*TEXT PROVIDED*:
In the middle of Torrey’s tenure, D.L. Moody died. It was a blow to the church, the city, and even the world. Still, God’s faithfulness continued to be seen at the church. As Torrey prepared to leave, A.C. Dixon from Boston’s Ruggles Street Church was called to fill the pastorate, with E.Y. Woolley becoming the Assistant Pastor. Both men had been prepared by God to face the challenge of the 1907-1908 financial crisis. They led the church in giving out over 40,000 meals in just two months, and Dixon also held occasional meetings in Chicago’s Loop that were attended by thousands.

Towards the end of Dixon’s tenure, The Moody Church invited a well-known Scottish evangelist to lead a series of prayer meetings. John Harper’s messages were received well and sparked a revival and continuous daily services. In 1911, Dixon resigned his pastorate to become the Senior Pastor at the historic Metropolitan Tabernacle in London—the church made famous by Charles Haddon Spurgeon. While The Moody Church searched for a new Senior Pastor, John Harper was inivted to return for a number of months. But on his return trip to the United States, his ship—the Titanic—hit an iceberg and sank. Harper’s six-year-old daughter and her aunt survived the Titanic disaster, but John Harper did not; however, he spent his last moments on this earth sharing the Gospel of Jesus Christ.

E.Y. Woolley stepped up to serve as acting pastor from 1911 to 1915, then resumed his role as Assistant Pastor under the leadership of new Senior Pastor Paul Rader. By the time Rader came on board, World War I was already underway, and the church had once again outgrown its facilities—proving again that God was still blessing the church even in difficult circumstances.


His Truth is Marching On (1914-1929)

The church decided to relocate one mile north to the corner of North Avenue and LaSalle Street. The “Big Tabernacle” accommodated 5,000 people, and crowds of that size were a common sight even with its sawdust-strewn floors and billboard-laden fences. This temporary structure saw evangelistic meetings held nearly every night, and by 1917 the church had added over 1,200 new members.

On January 18, 1920, a young Russian immigrant came to the Tabernacle. He’d been told that he could hear “eloquent English” there, and expected to find a small auditorium and a handful of old people. What he found was four thousand people of all ages sitting on wooden benches. And as Paul Rader preached, pointing at the crowd, repeating “You need to be saved,” Peter Deyneka, that young man who came to hear “eloquent English,” was converted. He went on to found the Slavic Gospel Mission, which God uses to this day to evangelize thousands of people in Russia and beyond.

*PROVIDED MATERIAL*:
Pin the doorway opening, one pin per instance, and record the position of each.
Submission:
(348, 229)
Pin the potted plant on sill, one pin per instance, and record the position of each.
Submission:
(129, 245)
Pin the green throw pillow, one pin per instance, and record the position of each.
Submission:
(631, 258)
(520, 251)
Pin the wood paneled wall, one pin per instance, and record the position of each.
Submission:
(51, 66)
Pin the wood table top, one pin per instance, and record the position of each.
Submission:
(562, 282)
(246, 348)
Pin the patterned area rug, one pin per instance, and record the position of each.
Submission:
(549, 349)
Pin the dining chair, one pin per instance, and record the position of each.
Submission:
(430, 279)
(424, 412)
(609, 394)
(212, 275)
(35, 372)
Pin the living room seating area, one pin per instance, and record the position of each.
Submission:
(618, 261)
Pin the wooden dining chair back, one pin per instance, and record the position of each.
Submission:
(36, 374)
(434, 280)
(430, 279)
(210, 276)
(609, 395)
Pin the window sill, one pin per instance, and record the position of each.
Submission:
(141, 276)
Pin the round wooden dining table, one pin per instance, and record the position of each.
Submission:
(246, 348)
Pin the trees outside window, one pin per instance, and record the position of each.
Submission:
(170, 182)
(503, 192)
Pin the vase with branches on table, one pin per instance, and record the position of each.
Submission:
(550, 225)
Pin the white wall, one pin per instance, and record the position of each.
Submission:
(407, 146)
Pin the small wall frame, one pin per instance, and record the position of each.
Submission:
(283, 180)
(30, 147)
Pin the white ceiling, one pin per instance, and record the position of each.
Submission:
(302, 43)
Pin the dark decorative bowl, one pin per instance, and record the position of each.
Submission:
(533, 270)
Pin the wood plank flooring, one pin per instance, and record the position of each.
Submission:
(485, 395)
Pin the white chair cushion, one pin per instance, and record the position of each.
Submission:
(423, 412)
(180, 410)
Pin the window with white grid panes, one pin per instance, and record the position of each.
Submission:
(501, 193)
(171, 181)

--

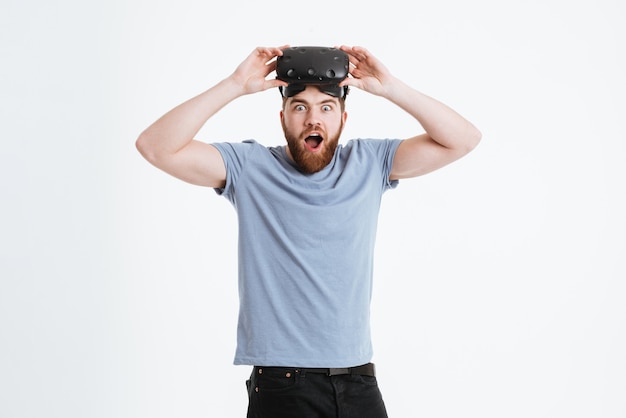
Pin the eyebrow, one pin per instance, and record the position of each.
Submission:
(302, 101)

---

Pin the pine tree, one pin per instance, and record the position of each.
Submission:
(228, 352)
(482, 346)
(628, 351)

*OBJECTIVES*:
1 – Pick out each line of the records that contains the string "table", with uppercase and lowercase treated as different.
2 – Write the next part of the history of The Moody Church, picking up after its final sentence.
The text about The Moody Church and the records are unrelated material.

*RESPONSES FOR EACH TASK*:
1 –
Pin the wood table top, one pin per instance, and record the position of each.
Pin the round wooden dining table, one pin per instance, and record the position of each.
Pin the vase with branches on table, one pin per instance, and record the position of each.

2 –
Another convert from this time was a young woman named Avis Burgeson. She loved poetry and had been writing since the age of ten. In 1917 she married Ernest Christiansen, who was president of the church’s Christian Companionship Club. Avis’s poems became an essential part of church services, and her words were often put to music, including the hymns “Precious Hiding Place” and “Love Found a Way.”

While the church was seeing record numbers in Chicago, its heart for missions was also beating strongly. In 1916, in the middle of World War I, there were 37 individuals and couples serving as missionaries around the world from Morocco to Beijing, and from São Paulo to Tokyo. The church also helped to fund the Petrograd (Saint Petersbug) Tabernacle, as well as send handmade clothing (by the Junior Christian Endeavor class) to a Belgian orphanage.

In 1921, Paul Rader announced his resignation; the “Big Tabernacle” was in need of repair; and in Canada, P.W. Philpott—one of the country’s foremost preachers—was about to receive an invitation to become the church’s next Senior Pastor.

Philpott had long admired The Moody Church and even organized his own work along the same lines as The Moody Church’s constitution. His strong Bible ministry was formed after attending one of D.L. Moody’s meetings in Toronto. God had already prepared him for the church, and he accepted the Senior Pastor position in 1922.

One of his first tasks was the erecting of a new church building. The wooden tabernacle was six years old, and it had been built with the expectation of only being used for six months. Philpott and the church mobilized their forces for the huge task. As Robert G. Flood says in The Story of Moody Church, “The proposed memorial structure in tribute to Dwight L. Moody that eventually unfolded on the drawing boards seemed almost breathtaking, especially for a congregation that had lived for six years in a wooden structure with sawdust floors and surrounded by a fence of billboards.”

On the morning of Sunday November 8, 1925, the congregation moved into The Moody Church’s new building. Every seat was filled and hundreds stood in the ambulatory through the entire service. In his dedicatory sermon, Philpott told the congregation that the new building was to stand “as a memorial to one of Chicago’s greatest citizens…there is a great Protestant church in the city of Chicago where rich and poor alike are ever welcome and where in spirit and in truth they can worship the God who is the maker of all of us.”

Later that month, Dr. Reuben Torrey returned to the church for an evangelistic campaign, and a month later, Billy Sunday took the pulpit. G. Campbell Morgan and Gipsy Smith also preached from the new pulpit during Philpott’s tenure. And while theological liberalism continued to erode the greater Protestant church, The Moody Church stood firmly on God’s Word.

As with many of the former Senior Pastors, the call to evangelism outside of the church pulled Philpott away. He announced his resignation in the spring of 1929 to be effective June 30. Under his leadership, the church had built a million-dollar home, regular attendance was the largest in the church’s history, and they were supporting 88 missionaries around the world.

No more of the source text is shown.